__WHAT YOU HAVE TO DO__. Nothing in the records should differ when they are repeated. Restate them word for word.
------------------------------------------------------------
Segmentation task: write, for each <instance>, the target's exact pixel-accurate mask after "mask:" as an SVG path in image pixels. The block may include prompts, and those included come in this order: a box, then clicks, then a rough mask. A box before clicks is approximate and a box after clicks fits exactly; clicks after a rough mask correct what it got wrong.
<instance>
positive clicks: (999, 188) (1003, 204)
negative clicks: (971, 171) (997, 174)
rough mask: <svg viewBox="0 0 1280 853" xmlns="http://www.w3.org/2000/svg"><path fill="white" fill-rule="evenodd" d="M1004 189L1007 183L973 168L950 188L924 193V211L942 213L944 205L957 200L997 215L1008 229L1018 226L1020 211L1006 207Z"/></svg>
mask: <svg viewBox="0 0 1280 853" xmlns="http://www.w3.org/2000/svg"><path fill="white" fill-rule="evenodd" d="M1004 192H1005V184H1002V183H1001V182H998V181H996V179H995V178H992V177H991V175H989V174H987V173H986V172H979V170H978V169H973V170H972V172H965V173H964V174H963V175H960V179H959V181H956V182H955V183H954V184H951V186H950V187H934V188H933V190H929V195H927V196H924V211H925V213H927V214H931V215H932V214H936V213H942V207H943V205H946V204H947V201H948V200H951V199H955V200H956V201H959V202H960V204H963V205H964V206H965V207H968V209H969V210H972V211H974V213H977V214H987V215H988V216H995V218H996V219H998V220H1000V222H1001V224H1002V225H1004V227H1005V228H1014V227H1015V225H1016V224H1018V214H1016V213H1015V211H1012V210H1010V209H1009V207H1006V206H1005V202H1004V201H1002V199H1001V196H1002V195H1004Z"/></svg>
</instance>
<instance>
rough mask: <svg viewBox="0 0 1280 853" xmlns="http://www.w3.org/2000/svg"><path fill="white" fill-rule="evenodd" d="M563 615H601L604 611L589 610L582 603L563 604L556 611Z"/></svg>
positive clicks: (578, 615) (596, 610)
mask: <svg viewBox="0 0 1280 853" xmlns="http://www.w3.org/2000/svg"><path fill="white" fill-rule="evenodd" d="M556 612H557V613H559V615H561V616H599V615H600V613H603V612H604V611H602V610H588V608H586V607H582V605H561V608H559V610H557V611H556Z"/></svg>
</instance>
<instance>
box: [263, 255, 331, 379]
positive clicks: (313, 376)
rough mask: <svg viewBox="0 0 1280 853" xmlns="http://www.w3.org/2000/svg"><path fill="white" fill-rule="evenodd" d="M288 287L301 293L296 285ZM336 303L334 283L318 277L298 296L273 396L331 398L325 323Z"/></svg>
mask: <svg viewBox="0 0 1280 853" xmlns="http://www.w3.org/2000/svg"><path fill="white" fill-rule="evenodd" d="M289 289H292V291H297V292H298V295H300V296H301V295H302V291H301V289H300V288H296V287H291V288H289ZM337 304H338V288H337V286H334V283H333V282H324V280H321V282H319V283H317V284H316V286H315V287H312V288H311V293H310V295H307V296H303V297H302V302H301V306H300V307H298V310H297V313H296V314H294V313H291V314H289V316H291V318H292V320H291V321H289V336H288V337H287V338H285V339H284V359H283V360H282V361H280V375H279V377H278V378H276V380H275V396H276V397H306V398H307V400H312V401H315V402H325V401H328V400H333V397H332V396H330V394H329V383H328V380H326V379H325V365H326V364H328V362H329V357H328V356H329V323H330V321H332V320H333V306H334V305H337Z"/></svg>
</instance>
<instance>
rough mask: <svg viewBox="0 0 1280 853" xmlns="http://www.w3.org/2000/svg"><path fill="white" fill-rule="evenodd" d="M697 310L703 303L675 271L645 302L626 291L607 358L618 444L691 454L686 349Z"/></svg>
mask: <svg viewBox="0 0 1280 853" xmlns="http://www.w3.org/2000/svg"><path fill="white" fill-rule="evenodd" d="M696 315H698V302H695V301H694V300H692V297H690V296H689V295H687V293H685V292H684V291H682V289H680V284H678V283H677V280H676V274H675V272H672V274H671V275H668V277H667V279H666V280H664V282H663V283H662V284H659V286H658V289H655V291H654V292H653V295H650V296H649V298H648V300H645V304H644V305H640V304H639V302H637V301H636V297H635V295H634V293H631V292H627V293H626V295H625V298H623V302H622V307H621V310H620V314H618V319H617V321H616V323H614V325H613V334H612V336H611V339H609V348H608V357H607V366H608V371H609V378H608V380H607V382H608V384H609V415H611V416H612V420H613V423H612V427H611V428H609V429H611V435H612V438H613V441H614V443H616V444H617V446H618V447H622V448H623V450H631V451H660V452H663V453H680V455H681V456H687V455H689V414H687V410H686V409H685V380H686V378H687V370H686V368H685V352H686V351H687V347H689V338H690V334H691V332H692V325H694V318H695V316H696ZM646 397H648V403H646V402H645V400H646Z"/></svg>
------------------------------------------------------------
__TASK SOLUTION__.
Segmentation task: write, for each <instance>, the target's exact pixel-accurate mask after "mask:" as an SVG path in image pixels. The block may include prompts, and those included come in this order: a box, then clicks, then a rough mask. A box before clicks is approximate and a box after clicks fits exactly; clicks after a rough mask correct what it got wrong.
<instance>
positive clicks: (999, 188) (1003, 204)
negative clicks: (971, 171) (997, 174)
rough mask: <svg viewBox="0 0 1280 853" xmlns="http://www.w3.org/2000/svg"><path fill="white" fill-rule="evenodd" d="M1004 189L1007 183L973 168L950 188L924 193V211L942 213L944 205L957 200L997 215L1008 229L1018 226L1020 211L1006 207Z"/></svg>
mask: <svg viewBox="0 0 1280 853" xmlns="http://www.w3.org/2000/svg"><path fill="white" fill-rule="evenodd" d="M1004 192H1005V184H1002V183H1001V182H998V181H996V179H995V178H992V177H991V175H989V174H987V173H986V172H979V170H978V169H973V170H972V172H965V173H964V174H963V175H960V179H959V181H956V182H955V183H954V184H951V186H950V187H934V188H933V190H929V195H927V196H924V211H925V213H927V214H931V215H932V214H936V213H942V207H943V205H946V204H947V201H948V200H951V199H955V200H956V201H959V202H960V204H963V205H964V206H965V207H968V209H969V210H972V211H974V213H977V214H987V215H988V216H995V218H996V219H998V220H1000V222H1001V224H1002V225H1004V227H1005V228H1014V227H1015V225H1016V224H1018V214H1016V213H1015V211H1012V210H1010V209H1009V207H1006V206H1005V202H1004V201H1002V199H1001V196H1002V195H1004Z"/></svg>
</instance>
<instance>
rough mask: <svg viewBox="0 0 1280 853" xmlns="http://www.w3.org/2000/svg"><path fill="white" fill-rule="evenodd" d="M563 615H601L604 611L589 610L582 603L563 604L556 611Z"/></svg>
positive clicks: (578, 615) (596, 610)
mask: <svg viewBox="0 0 1280 853" xmlns="http://www.w3.org/2000/svg"><path fill="white" fill-rule="evenodd" d="M556 612H557V613H559V615H561V616H599V615H600V613H603V612H604V611H602V610H588V608H586V607H582V605H561V608H559V610H557V611H556Z"/></svg>
</instance>
<instance>
box: [263, 255, 331, 379]
positive clicks: (313, 376)
rough mask: <svg viewBox="0 0 1280 853" xmlns="http://www.w3.org/2000/svg"><path fill="white" fill-rule="evenodd" d="M288 287L301 293L296 285ZM336 303L334 283L318 277L298 296L273 396L331 398L325 323Z"/></svg>
mask: <svg viewBox="0 0 1280 853" xmlns="http://www.w3.org/2000/svg"><path fill="white" fill-rule="evenodd" d="M289 289H292V291H297V292H298V295H300V296H301V295H302V291H301V289H300V288H296V287H291V288H289ZM337 304H338V288H337V286H334V283H333V282H324V280H321V282H319V283H317V284H316V286H315V287H312V288H311V293H310V295H307V296H303V297H302V302H301V306H300V307H298V310H297V313H296V314H294V313H291V314H289V316H291V318H292V320H291V321H289V336H288V337H287V338H285V339H284V359H283V360H282V361H280V375H279V377H278V378H276V380H275V396H276V397H306V398H307V400H312V401H315V402H325V401H328V400H333V397H332V396H330V394H329V383H328V380H326V379H325V365H326V364H328V362H329V357H328V356H329V323H330V321H332V320H333V306H334V305H337Z"/></svg>
</instance>
<instance>
rough mask: <svg viewBox="0 0 1280 853" xmlns="http://www.w3.org/2000/svg"><path fill="white" fill-rule="evenodd" d="M697 310L703 303L675 271L645 302L626 291L607 358L618 444L691 454L686 349Z"/></svg>
mask: <svg viewBox="0 0 1280 853" xmlns="http://www.w3.org/2000/svg"><path fill="white" fill-rule="evenodd" d="M696 315H698V302H695V301H694V300H692V297H690V296H689V295H687V293H685V292H684V291H682V289H680V284H678V283H677V280H676V274H675V272H672V274H671V275H668V277H667V279H666V280H664V282H663V283H662V284H659V286H658V289H655V291H654V292H653V295H650V296H649V298H648V300H645V304H644V305H640V304H639V302H637V301H636V297H635V295H634V293H631V292H627V293H626V295H625V298H623V302H622V307H621V310H620V314H618V319H617V321H616V323H614V325H613V334H612V336H611V339H609V348H608V357H607V366H608V371H609V378H608V380H607V382H608V384H609V415H611V416H612V420H613V423H612V427H611V428H609V429H611V435H612V438H613V441H614V443H616V444H617V446H618V447H622V448H623V450H631V451H660V452H663V453H680V455H681V456H687V455H689V414H687V410H686V409H685V380H686V378H687V370H686V368H685V352H686V351H687V347H689V338H690V334H691V332H692V325H694V318H695V316H696ZM646 397H648V403H646V402H645V400H646Z"/></svg>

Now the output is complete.